From the line containing "gate. We're using it for model evaluation." onward, every line of the entries is to be set down exactly, the last line included.

----

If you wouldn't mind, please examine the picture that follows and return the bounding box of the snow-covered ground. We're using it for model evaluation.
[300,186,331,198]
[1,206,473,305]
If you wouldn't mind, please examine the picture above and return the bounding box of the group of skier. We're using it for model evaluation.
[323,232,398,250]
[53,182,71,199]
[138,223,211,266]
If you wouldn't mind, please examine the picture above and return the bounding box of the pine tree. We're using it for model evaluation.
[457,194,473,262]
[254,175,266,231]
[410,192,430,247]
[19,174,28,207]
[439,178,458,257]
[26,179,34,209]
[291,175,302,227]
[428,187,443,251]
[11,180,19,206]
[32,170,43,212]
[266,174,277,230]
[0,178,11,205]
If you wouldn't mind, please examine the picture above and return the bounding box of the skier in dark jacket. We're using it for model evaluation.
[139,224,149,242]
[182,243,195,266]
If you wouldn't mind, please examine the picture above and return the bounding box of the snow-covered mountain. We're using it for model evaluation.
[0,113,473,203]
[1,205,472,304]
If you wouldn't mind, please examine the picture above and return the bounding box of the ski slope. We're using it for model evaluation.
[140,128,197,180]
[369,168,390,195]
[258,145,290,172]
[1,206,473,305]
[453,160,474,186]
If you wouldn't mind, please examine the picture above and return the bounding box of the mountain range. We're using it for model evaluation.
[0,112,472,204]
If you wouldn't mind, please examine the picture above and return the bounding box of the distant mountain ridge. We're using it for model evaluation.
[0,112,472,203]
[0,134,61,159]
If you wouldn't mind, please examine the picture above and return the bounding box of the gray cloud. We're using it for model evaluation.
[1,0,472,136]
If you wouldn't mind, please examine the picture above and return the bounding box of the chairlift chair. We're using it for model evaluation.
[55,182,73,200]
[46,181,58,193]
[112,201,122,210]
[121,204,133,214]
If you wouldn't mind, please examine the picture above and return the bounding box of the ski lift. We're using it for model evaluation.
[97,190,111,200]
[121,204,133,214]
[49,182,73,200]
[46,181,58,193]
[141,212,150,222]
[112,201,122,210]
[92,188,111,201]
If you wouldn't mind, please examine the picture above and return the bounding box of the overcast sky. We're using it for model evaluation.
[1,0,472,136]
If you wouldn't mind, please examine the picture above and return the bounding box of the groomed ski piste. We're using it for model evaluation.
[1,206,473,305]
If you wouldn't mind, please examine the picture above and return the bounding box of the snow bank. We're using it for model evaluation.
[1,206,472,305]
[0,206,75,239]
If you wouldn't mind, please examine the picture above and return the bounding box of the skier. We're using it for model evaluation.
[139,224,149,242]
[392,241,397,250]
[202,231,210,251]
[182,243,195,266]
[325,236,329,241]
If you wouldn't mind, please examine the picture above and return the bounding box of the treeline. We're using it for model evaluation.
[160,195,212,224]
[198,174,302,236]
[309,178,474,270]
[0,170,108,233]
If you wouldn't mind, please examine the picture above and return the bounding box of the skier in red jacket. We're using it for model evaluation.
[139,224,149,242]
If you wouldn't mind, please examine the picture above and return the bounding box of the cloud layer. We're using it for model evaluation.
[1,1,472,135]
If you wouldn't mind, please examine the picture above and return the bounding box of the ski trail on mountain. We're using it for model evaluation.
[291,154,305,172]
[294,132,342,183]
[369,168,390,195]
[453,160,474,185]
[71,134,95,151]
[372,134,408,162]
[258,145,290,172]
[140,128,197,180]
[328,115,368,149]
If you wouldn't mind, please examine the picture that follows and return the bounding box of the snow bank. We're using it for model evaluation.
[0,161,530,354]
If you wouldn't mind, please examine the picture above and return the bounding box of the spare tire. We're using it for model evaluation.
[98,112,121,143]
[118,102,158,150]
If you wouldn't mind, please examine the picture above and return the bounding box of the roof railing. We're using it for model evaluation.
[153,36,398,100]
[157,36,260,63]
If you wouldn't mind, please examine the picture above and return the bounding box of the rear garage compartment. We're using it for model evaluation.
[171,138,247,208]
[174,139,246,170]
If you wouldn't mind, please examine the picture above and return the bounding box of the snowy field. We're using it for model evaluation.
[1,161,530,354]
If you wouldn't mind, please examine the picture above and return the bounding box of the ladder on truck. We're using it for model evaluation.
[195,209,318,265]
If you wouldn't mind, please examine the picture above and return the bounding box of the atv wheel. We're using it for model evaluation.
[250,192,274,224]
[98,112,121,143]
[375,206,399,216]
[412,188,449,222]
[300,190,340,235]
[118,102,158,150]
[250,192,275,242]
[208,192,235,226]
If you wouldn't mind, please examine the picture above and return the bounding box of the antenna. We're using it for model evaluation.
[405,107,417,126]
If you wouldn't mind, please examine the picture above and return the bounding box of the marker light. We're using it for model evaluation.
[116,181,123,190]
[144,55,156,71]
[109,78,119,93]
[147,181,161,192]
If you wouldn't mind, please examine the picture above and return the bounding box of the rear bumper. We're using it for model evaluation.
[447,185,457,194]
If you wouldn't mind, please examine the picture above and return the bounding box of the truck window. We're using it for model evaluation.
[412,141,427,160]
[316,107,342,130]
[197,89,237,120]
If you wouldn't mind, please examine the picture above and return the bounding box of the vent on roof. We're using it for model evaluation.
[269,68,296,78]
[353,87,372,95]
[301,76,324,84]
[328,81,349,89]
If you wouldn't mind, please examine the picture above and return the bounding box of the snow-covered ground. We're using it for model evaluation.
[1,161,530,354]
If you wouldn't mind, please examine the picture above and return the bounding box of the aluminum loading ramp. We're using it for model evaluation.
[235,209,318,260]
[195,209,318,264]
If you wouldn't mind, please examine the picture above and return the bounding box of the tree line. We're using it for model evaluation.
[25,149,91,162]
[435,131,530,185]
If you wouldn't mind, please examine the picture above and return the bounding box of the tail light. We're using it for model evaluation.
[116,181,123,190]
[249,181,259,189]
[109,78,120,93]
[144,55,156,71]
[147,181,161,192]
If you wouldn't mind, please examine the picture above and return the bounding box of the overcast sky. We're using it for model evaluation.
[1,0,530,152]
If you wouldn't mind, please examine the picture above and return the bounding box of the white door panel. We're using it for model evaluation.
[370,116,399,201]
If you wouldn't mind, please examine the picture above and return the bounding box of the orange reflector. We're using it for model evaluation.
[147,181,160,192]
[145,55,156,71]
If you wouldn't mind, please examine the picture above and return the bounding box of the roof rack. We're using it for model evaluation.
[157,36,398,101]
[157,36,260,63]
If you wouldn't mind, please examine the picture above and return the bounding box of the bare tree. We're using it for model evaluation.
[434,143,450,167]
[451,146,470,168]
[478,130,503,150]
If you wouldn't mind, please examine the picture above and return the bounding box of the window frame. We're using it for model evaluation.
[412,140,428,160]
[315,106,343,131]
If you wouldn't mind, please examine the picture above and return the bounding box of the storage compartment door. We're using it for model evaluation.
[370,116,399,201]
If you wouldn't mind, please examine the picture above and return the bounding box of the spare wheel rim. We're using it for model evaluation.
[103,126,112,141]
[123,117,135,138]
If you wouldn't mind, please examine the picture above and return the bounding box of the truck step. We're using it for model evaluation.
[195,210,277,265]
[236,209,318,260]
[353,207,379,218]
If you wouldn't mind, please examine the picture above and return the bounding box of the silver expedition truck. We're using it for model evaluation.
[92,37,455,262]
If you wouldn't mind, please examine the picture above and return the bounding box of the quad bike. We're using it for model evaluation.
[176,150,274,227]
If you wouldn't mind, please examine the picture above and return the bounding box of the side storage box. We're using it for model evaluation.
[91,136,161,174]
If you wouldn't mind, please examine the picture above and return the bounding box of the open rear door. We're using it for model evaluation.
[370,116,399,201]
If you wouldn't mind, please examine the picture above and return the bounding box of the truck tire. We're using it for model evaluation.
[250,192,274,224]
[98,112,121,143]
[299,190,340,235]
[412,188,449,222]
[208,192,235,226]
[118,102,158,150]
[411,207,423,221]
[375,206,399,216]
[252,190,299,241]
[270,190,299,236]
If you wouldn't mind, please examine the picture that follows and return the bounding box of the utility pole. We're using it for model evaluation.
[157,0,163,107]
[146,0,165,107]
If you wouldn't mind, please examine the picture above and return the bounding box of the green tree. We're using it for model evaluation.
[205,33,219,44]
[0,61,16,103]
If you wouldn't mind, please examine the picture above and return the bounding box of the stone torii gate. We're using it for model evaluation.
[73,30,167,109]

----

• _RESULT OF THE TASK_
If you wouldn't mind, please examine the picture above and return the bounding box of the stone torii gate. We're using it for model evaluation.
[73,30,167,109]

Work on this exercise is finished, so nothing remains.